Are you able to retype all the records below exactly?
*** WORKING DATA ***
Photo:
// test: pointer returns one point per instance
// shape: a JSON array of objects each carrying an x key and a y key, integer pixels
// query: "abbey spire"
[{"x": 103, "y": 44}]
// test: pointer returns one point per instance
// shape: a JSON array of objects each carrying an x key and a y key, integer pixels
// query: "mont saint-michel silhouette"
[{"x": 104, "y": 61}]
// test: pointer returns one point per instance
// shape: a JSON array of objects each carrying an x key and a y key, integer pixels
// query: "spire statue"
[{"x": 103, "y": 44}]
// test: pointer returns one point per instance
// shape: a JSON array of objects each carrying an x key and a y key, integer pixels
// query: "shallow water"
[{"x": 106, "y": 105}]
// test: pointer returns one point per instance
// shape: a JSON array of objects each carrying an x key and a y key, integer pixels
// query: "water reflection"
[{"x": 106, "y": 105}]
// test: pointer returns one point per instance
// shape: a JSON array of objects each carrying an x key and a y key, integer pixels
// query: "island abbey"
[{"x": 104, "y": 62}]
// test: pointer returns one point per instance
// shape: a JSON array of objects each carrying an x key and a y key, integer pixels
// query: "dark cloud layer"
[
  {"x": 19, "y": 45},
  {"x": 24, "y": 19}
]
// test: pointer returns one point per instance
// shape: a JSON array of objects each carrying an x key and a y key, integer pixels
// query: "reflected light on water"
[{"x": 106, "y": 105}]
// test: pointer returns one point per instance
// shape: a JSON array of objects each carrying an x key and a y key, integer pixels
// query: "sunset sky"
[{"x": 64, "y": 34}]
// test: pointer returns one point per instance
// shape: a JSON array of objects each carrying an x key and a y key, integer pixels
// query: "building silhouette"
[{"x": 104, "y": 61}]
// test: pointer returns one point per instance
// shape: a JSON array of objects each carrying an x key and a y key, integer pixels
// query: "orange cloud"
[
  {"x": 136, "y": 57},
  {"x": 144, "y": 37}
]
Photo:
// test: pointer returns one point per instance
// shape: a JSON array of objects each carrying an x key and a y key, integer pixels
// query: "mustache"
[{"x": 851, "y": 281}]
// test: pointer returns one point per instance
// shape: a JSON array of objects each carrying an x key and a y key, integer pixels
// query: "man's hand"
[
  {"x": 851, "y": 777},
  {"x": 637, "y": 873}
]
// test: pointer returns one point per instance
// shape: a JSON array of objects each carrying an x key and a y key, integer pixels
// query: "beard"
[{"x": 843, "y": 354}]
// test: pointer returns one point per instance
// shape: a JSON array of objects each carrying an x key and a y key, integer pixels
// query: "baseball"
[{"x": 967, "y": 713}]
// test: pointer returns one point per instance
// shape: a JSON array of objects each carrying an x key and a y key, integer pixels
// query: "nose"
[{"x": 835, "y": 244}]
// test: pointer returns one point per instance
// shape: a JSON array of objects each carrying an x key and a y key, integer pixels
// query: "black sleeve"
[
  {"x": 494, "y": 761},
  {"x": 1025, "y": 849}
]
*** End of WORKING DATA ***
EXPECTED ANSWER -
Photo:
// test: pointer returns one point per instance
// shape: a JSON array of objects each carrying an x key and a y key, integer pixels
// query: "abbey spire"
[{"x": 103, "y": 44}]
// test: pointer returns one point per instance
// shape: a JSON array of objects each carrying an x key and a y key, integer pixels
// query: "mont saint-michel silhouette"
[{"x": 104, "y": 61}]
// test: pointer returns one point per instance
// shape: a JSON array of objects each carrying an x key and a y key, integer pixels
// query: "spire statue"
[{"x": 103, "y": 44}]
// test: pointer returns one point per instance
// shape: a JSON array of objects each carrying an x key and a y key, integer pixels
// query: "shallow water"
[{"x": 106, "y": 105}]
// test: pointer returns one point per instance
// shape: a JSON array of objects each carrying an x key and a y key, integer pixels
// query: "water reflection"
[{"x": 106, "y": 105}]
// test: pointer returns one point per instance
// shape: a JSON array of objects each carrying an x key and a y key, integer pixels
// query: "island abbey"
[{"x": 104, "y": 62}]
// test: pointer returns one point per instance
// shape: a JSON array of objects each carrying an x key and a y key, integer pixels
// query: "dark cloud layer"
[
  {"x": 19, "y": 45},
  {"x": 24, "y": 19}
]
// test: pointer returns one point per instance
// shape: a JSON array of objects each carrying an x key and a y key, integer pixels
// query: "reflected light on water"
[{"x": 106, "y": 105}]
// test: pointer returns one point per instance
// shape: a JSON array of objects each carrying an x key and a y key, integer pixels
// query: "sunset sky"
[{"x": 64, "y": 34}]
// test: pointer returns one point per instance
// shape: a JSON array of objects each carrying an x key and a y key, integer pixels
// query: "building silhouette"
[{"x": 104, "y": 61}]
// test: pointer returns one point per instance
// shape: a JSON array of objects each carrying an x key and a y key, integer pixels
// query: "orange cloud"
[
  {"x": 136, "y": 57},
  {"x": 144, "y": 37}
]
Photo:
// test: pointer returns one point per instance
// shape: a JSON array of objects each carrying an x key and a y key, integer pixels
// query: "mustache"
[{"x": 851, "y": 281}]
// test: pointer returns one point per instance
// shape: a JSON array of objects each carrying an x key and a y key, integer pixels
// query: "man's hand"
[
  {"x": 851, "y": 777},
  {"x": 637, "y": 873}
]
// test: pointer returns one point per instance
// shape: a JSON array of objects each carrying an x key and a y key, integer pixels
// query: "beard"
[{"x": 843, "y": 354}]
// test: pointer returns one point per instance
// shape: a JSON array of objects each carrying an x key and a y key, integer pixels
// query: "baseball"
[{"x": 967, "y": 713}]
// test: pointer returns one point per instance
// shape: a JSON array of objects each carrying an x key and a y key, integer pixels
// query: "nose"
[{"x": 835, "y": 244}]
// test: pointer returns one point per instance
// shape: a JSON array of objects each carrying an x key and a y key, integer pixels
// query: "black sleeve"
[
  {"x": 494, "y": 761},
  {"x": 1025, "y": 849}
]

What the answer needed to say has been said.